Text section →
— begin —
DAD_AND_BABY.pngWHAT HAS CHANGED?

Dads now play a more active role in a child care and domestic life in general.

  • Their involvement in parenting has increased from less than 15 minutes a day in the mid-1970s to three hours a day during the week, with more at the weekend.[link to research]
  • Once seen by services as an after-thought or even a distraction from the real work of supporting mum, dads are now making their presence felt in health centres, schools and what used to be called “mother and toddler groups”.
  • Typically excluded from the birth of their children until the late 1950s, today men rightly expect to be present to support partners from the start of pregnancy, and to welcome their children into the world.
  • Recent legislation – including changes to birth registration, the right to request flexible working and shared parental leave – means forward-thinking organisations no longer assume it will only be mum who takes time off.

WHO BENEFITS?
— end —
Information given →
— begin —
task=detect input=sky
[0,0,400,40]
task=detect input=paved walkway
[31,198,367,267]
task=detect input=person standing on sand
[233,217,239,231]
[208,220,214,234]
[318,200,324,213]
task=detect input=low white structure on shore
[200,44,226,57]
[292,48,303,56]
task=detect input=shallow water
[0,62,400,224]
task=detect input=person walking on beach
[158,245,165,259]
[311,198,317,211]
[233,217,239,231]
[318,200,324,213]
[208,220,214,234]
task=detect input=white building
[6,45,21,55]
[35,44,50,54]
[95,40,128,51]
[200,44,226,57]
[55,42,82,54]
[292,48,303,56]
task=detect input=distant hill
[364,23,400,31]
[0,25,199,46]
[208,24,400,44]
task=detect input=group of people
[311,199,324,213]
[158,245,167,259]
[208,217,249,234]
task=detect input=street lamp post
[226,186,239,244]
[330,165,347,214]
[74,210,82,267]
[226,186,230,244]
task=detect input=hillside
— end —
— begin —
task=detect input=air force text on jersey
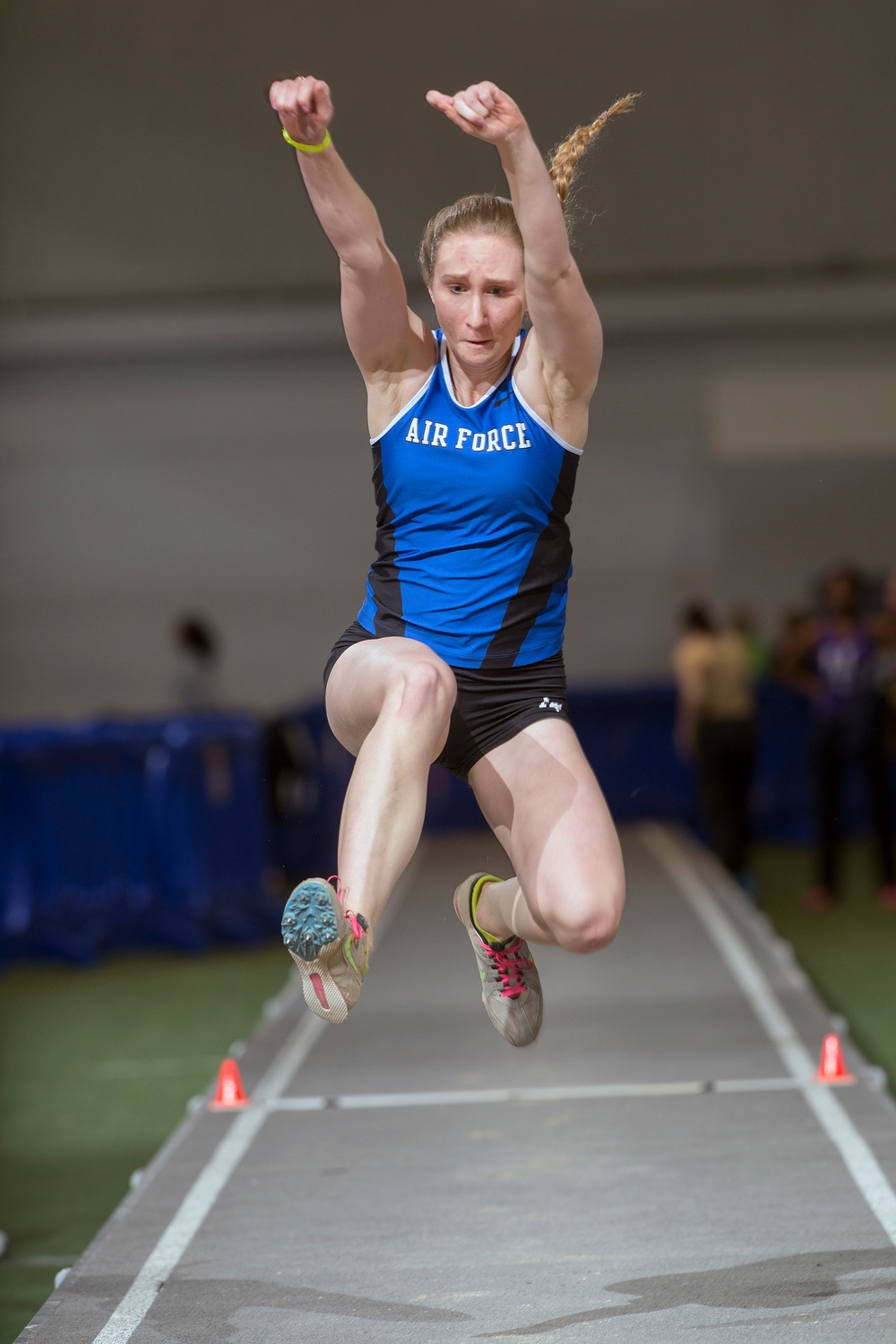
— end —
— begin —
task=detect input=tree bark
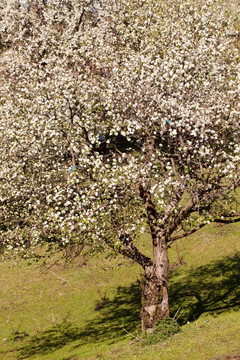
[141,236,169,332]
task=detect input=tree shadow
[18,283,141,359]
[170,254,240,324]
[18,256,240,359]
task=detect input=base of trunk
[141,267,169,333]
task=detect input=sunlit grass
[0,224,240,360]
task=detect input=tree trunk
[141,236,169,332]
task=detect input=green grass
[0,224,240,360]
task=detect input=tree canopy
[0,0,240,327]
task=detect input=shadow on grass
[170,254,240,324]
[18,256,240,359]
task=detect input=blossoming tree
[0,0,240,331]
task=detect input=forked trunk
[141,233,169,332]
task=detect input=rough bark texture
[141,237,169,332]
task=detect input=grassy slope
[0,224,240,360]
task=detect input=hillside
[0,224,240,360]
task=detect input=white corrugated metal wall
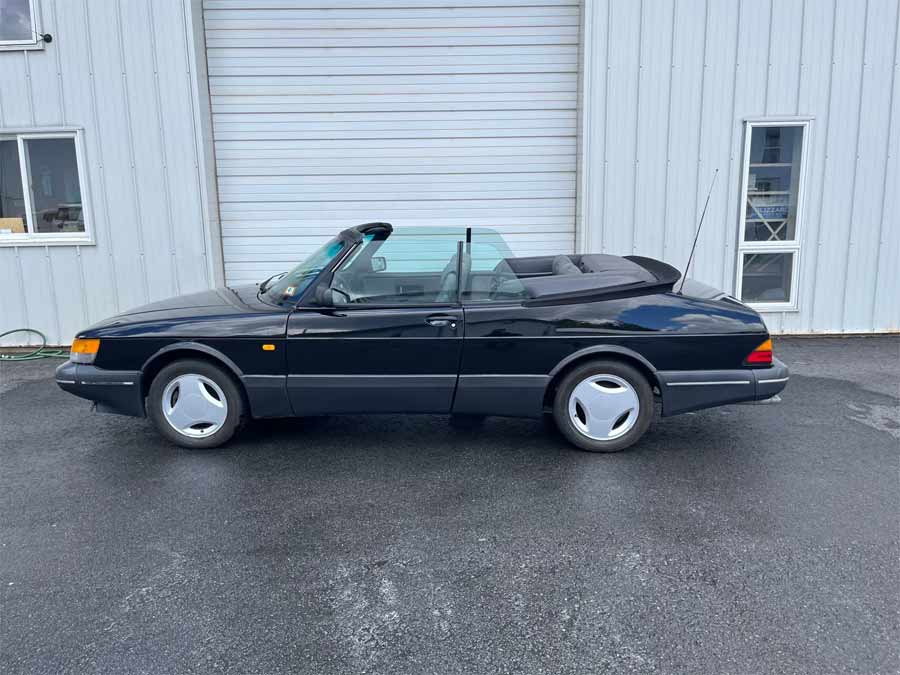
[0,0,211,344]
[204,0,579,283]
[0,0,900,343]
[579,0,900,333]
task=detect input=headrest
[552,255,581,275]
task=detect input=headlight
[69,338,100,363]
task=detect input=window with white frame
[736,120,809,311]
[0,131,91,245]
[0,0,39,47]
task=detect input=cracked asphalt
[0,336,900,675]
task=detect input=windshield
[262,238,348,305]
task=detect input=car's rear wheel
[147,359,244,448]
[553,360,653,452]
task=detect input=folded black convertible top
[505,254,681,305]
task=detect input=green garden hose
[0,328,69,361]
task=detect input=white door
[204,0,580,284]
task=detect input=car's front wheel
— end —
What is needed → From the passage above on how fathers' role has changed, extract the wording from "DAD_AND_BABY.pngWHAT HAS CHANGED?" up to and including "into the world.", without altering a single character.

Exercise output →
DAD_AND_BABY.pngWHAT HAS CHANGED?

Dads now play a more active role in a child care and domestic life in general.

  • Their involvement in parenting has increased from less than 15 minutes a day in the mid-1970s to three hours a day during the week, with more at the weekend.[link to research]
  • Once seen by services as an after-thought or even a distraction from the real work of supporting mum, dads are now making their presence felt in health centres, schools and what used to be called “mother and toddler groups”.
  • Typically excluded from the birth of their children until the late 1950s, today men rightly expect to be present to support partners from the start of pregnancy, and to welcome their children into the world.